Problem →
Keeping each line exactly as it is, output all of the records.

::::

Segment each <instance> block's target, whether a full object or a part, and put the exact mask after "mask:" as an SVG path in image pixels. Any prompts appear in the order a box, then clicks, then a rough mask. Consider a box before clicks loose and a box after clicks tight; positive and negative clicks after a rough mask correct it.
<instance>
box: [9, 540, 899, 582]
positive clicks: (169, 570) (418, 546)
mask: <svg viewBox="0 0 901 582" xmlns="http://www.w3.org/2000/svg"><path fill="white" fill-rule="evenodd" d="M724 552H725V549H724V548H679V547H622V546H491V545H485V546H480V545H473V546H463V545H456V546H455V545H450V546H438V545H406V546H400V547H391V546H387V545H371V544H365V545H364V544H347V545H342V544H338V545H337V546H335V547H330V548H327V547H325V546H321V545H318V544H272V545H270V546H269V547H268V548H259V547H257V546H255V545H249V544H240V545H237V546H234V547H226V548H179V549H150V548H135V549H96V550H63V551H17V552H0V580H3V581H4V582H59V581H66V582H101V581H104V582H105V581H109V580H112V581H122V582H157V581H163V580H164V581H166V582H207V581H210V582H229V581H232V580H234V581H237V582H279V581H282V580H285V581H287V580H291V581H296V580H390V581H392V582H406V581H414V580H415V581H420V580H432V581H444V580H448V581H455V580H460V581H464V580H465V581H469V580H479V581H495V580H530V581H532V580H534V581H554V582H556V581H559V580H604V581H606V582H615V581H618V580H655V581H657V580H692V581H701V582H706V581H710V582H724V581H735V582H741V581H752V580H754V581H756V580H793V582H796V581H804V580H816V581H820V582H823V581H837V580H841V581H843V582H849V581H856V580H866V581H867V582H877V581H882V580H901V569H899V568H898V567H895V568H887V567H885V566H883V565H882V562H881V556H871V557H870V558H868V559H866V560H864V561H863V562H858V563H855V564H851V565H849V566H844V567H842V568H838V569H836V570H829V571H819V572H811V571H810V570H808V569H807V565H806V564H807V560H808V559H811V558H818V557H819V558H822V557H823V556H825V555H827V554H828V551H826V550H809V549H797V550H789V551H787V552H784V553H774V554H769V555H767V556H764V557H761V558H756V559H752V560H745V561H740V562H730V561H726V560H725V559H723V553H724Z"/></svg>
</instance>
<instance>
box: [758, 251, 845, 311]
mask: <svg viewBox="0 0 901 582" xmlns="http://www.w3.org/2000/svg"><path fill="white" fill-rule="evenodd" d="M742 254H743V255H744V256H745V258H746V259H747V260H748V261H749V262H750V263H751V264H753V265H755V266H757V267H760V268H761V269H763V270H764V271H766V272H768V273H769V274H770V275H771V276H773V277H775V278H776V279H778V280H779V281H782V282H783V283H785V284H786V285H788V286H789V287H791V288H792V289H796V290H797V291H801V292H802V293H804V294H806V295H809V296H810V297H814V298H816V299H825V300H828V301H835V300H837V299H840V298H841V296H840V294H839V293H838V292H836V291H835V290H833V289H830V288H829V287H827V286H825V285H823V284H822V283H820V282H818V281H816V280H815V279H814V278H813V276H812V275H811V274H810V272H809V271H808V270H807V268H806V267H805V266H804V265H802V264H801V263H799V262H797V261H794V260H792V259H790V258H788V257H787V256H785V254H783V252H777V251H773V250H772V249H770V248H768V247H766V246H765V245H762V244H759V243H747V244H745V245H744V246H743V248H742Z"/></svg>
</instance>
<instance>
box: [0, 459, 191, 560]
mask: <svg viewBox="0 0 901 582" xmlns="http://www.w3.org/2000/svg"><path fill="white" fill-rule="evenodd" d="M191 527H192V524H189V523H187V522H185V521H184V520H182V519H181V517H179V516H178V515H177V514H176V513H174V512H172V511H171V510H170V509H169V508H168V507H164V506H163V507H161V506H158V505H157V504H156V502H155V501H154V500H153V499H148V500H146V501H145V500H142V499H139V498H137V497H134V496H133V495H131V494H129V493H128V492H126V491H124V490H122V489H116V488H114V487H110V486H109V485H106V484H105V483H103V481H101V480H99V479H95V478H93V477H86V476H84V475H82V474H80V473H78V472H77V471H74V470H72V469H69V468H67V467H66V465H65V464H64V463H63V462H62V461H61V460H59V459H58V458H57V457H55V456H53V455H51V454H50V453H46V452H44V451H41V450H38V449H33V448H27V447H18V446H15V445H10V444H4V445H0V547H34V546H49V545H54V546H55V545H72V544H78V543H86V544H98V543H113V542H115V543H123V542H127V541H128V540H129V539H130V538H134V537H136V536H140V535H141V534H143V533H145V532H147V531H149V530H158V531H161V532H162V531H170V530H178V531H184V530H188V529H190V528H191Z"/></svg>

::::

Exercise result →
Segment each <instance> block's target, whether a full object or a part, and put the exact mask after "mask:" as an SVG path in image pixels. Any prompts appear in the order a box, then clicks, then a rough mask. Consider a box before clicks loose and a box after clicks tight; positive and negative clicks after a rough mask correct it.
<instance>
box: [9, 540, 899, 582]
positive clicks: (169, 570) (418, 546)
mask: <svg viewBox="0 0 901 582" xmlns="http://www.w3.org/2000/svg"><path fill="white" fill-rule="evenodd" d="M724 552H725V549H724V548H679V547H622V546H491V545H485V546H480V545H473V546H463V545H456V546H455V545H450V546H438V545H406V546H400V547H391V546H387V545H371V544H365V545H364V544H347V545H342V544H338V545H337V546H335V547H330V548H327V547H325V546H321V545H318V544H272V545H270V546H269V547H268V548H259V547H257V546H255V545H249V544H240V545H237V546H234V547H226V548H179V549H150V548H135V549H96V550H63V551H17V552H0V580H3V581H4V582H59V581H66V582H101V581H104V582H105V581H109V580H112V581H122V582H157V581H163V580H164V581H166V582H207V581H210V582H229V581H232V580H234V581H237V582H279V581H282V580H285V581H287V580H291V581H296V580H390V581H392V582H406V581H414V580H415V581H420V580H432V581H444V580H448V581H455V580H460V581H464V580H465V581H469V580H479V581H495V580H530V581H532V580H534V581H554V582H556V581H559V580H604V581H606V582H615V581H618V580H655V581H657V580H692V581H701V582H706V581H710V582H724V581H735V582H741V581H752V580H754V581H756V580H793V582H796V581H804V580H816V581H820V582H823V581H837V580H841V581H843V582H849V581H856V580H866V581H867V582H877V581H882V580H901V569H899V568H898V567H895V568H887V567H885V566H883V565H882V562H881V556H871V557H870V558H868V559H866V560H864V561H863V562H858V563H855V564H851V565H849V566H844V567H842V568H838V569H836V570H829V571H819V572H811V571H810V570H808V569H807V565H806V564H807V560H808V559H811V558H818V557H819V558H822V557H823V556H825V555H827V554H828V551H826V550H809V549H797V550H789V551H787V552H784V553H774V554H769V555H767V556H764V557H761V558H756V559H752V560H745V561H740V562H730V561H726V560H725V559H723V553H724Z"/></svg>
</instance>
<instance>
box: [758, 251, 845, 311]
mask: <svg viewBox="0 0 901 582" xmlns="http://www.w3.org/2000/svg"><path fill="white" fill-rule="evenodd" d="M742 254H743V255H744V256H745V258H746V259H747V260H748V261H749V262H750V263H751V264H753V265H755V266H757V267H760V268H761V269H763V270H764V271H766V272H768V273H769V274H770V275H771V276H773V277H775V278H776V279H778V280H779V281H782V282H783V283H785V284H786V285H788V286H789V287H791V288H792V289H796V290H797V291H801V292H802V293H804V294H806V295H809V296H810V297H814V298H816V299H825V300H828V301H835V300H837V299H840V298H841V296H840V294H839V293H838V292H836V291H835V290H833V289H830V288H829V287H827V286H825V285H823V284H822V283H820V282H818V281H816V280H815V279H814V278H813V276H812V275H811V274H810V272H809V271H808V270H807V268H806V267H805V266H804V265H802V264H801V263H799V262H797V261H794V260H792V259H790V258H788V257H787V256H785V254H783V252H777V251H773V250H772V249H770V248H768V247H766V246H765V245H762V244H759V243H747V244H745V245H744V246H743V248H742Z"/></svg>
</instance>
<instance>
box: [0, 459, 191, 560]
mask: <svg viewBox="0 0 901 582" xmlns="http://www.w3.org/2000/svg"><path fill="white" fill-rule="evenodd" d="M191 527H192V524H189V523H187V522H185V521H184V520H182V519H181V517H179V516H178V515H177V514H176V513H174V512H172V511H171V510H170V509H169V508H168V507H164V506H163V507H161V506H158V505H157V504H156V502H155V501H154V500H153V499H148V500H146V501H145V500H142V499H139V498H137V497H134V496H133V495H131V494H129V493H128V492H126V491H124V490H122V489H116V488H114V487H110V486H109V485H106V484H105V483H103V481H101V480H99V479H95V478H93V477H86V476H84V475H82V474H80V473H78V472H77V471H74V470H72V469H69V468H67V467H66V465H65V464H64V463H63V462H62V461H61V460H59V459H58V458H57V457H55V456H53V455H51V454H50V453H46V452H44V451H41V450H38V449H33V448H27V447H18V446H15V445H10V444H4V445H0V547H34V546H49V545H54V546H55V545H72V544H78V543H86V544H98V543H113V542H115V543H123V542H127V541H128V540H129V539H130V538H134V537H136V536H140V535H141V534H143V533H145V532H147V531H149V530H158V531H161V532H162V531H170V530H178V531H184V530H188V529H190V528H191Z"/></svg>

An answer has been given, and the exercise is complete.